TEXT SHOWN:
Anyway, yeah, both Moustafa and Marwan Barghouti are the brightest hopes to lead a real peace movement in Palestine. Hamas must to come to understand that all it does is give Israel excuses to keep pummeling the people of Palestine. What is really needed is peaceful, yet total, resistance. They need a Gandhi, a Mandela, an MLK, just anybody who says "We're not going to fight, we'll sit here and starve and march and sing songs until either every single one of us is dead or our oppressors leave us the fuck alone." It would be the final coup de grace against the Occupation.

Marwan Barghouti is said to be the only member of Fatah who could beat Hamas in the elections.

Yet the exchange agreement proposed for Shalit by Hamas has Marwan Barghouti at the top of the list to be released.

????
 
Palestinian non-violent resistance is not a new phenomenon - it goes back to the early 20th century. For example:

1902 - residents of the Palestinian villages of al-Shajara, Misha and Melhamiyya held a collective non-violent protest against the takeover of 70,000 dunums of village agricultural land by Zionist settlers

1936 - Palestinians staged a 6-month non-violent strike against the British Mandate, protesting the British government’s refusal to grant Palestinians self-determination

In fact, it was not until the 1970s (after decades of expulsion and displacement by Zionist militias and the Israeli army, after decades of Israel’s continuing confiscation of Palestinian property, and after decades of the international community’s failure to resolve the situation, compel Israel to abide by international law, or even restrain it from further violations against the Palestinians) that the Palestinian refugees in the camps outside Palestine started armed struggle.

There have been many, many Palestinian leaders (in addition to Barghouti as mentioned in the OP) who have led non-violent protests. Most of them have been arrested or deported by Israel. Here are just a few:

Mubarak Awad (known as the Arab Gandhi, founder of the Palestinan Center for the Study of Nonviolence, and the Nonviolence International organization) - led nobn-violent protests during the First Intifada - deported by Israel

Abdallah Abu Rahma - high school teacher and founder of the Popular Committee against the Wall and Settlements in Bil‘in - arrested by Israel for (among other accusations) distributing Palestinian flags to the demonstrators (which is still considered a “security offense” under Israeli military regulations) and collecting empty sound and gas grenades and spent M16 bullets used by Israeli soldiers against non-violent protestors, and displaying them in the village’s museum.

Jamal Juma’ - human rights activist, coordinator of the Stop the Wall Campaign - arrested and jailed by Israel

Mohammed Othman - human rights activist, youth coordinator with the “Stop the Wall Campaign,” and leader of non-violent demonstrations against the settlement of Zufim and Israel’s Wall, which have devastated his village of Jayyous - arrested by Israel and detained without charge for 4 months

The First Intifada (1987-1993) consisted of mostly non-violent protests - peaceful demonstrations, refusal to pay taxes to Israel, and boycotts of Israeli products and services. For example:

1986 - the East Jerusalem Arabic Daily called for a Palestinian boycott of Israeli-made cigarettes, which expanded to include the boycott of Israeli soap, food, water, clothes, and other items.

RECORDS FOR PROCESSING:

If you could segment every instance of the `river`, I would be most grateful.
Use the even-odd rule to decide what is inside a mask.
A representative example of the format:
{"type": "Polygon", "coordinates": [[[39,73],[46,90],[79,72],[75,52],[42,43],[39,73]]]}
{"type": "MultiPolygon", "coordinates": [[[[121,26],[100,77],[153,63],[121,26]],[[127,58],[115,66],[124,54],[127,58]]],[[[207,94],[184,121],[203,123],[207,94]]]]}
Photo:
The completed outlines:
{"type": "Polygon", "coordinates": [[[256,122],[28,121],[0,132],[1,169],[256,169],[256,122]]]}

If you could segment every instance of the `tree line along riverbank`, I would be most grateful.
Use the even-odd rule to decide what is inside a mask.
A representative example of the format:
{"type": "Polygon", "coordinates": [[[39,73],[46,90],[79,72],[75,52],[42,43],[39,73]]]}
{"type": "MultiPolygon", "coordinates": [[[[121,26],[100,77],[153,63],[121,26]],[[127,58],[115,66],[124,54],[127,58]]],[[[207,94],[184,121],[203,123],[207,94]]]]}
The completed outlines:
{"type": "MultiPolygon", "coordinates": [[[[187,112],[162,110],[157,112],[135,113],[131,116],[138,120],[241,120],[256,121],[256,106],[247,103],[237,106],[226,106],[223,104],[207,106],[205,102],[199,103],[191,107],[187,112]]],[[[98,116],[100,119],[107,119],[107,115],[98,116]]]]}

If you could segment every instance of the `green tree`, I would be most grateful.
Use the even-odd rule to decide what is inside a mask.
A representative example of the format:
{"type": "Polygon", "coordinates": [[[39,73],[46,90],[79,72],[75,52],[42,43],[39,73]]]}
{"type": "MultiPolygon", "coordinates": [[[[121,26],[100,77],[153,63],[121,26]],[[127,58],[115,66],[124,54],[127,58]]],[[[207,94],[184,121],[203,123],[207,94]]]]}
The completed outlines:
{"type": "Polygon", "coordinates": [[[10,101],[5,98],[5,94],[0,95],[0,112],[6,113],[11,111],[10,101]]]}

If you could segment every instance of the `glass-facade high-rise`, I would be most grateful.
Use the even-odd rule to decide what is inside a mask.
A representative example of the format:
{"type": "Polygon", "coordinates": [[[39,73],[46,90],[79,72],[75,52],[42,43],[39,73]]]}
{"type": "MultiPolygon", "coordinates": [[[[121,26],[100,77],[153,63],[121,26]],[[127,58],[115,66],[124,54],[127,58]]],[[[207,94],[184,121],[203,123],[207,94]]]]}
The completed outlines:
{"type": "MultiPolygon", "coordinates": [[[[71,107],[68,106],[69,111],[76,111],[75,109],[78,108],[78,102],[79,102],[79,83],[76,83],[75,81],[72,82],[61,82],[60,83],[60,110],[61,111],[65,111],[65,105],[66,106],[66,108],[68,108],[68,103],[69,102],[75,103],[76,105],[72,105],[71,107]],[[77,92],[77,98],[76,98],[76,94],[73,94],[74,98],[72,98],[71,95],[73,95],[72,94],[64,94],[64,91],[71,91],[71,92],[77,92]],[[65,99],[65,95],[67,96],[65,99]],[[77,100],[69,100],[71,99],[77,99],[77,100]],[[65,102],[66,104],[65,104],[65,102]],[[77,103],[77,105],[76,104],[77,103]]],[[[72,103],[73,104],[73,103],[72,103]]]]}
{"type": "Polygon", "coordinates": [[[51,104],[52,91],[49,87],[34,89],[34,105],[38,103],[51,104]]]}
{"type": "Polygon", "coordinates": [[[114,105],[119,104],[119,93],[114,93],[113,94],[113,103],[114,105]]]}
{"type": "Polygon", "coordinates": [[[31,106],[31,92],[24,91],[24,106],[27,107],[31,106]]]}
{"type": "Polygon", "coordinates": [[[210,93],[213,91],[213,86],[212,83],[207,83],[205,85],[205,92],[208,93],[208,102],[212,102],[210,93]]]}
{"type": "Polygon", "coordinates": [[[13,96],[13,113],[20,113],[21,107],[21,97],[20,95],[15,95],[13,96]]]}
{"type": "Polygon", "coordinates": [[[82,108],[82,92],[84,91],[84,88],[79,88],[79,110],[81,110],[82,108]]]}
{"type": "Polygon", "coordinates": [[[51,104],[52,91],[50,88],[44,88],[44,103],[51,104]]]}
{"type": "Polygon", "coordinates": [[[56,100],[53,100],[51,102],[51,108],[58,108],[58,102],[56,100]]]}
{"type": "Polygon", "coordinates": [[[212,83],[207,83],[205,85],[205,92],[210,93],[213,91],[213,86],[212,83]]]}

WHAT YOU WILL DO:
A. Answer these questions from the text on Palestinian non-violent resistance.
(i) Which villages held the 1902 protest against the takeover of their agricultural land?
(ii) How long did the 1936 strike against the British Mandate last?
(iii) For how long was Mohammed Othman detained without charge?
B. List each line of the records that contains the word "every".
The text and the records have no connection to each other.

RESULTS FOR THE EXERCISE:
A.
(i) Al-Shajara, Misha and Melhamiyya
(ii) Six months
(iii) Four months

B.
If you could segment every instance of the `river`, I would be most grateful.
If you could segment every instance of the `tree line along riverbank`, I would be most grateful.
If you could segment every instance of the `green tree`, I would be most grateful.
If you could segment every instance of the `glass-facade high-rise`, I would be most grateful.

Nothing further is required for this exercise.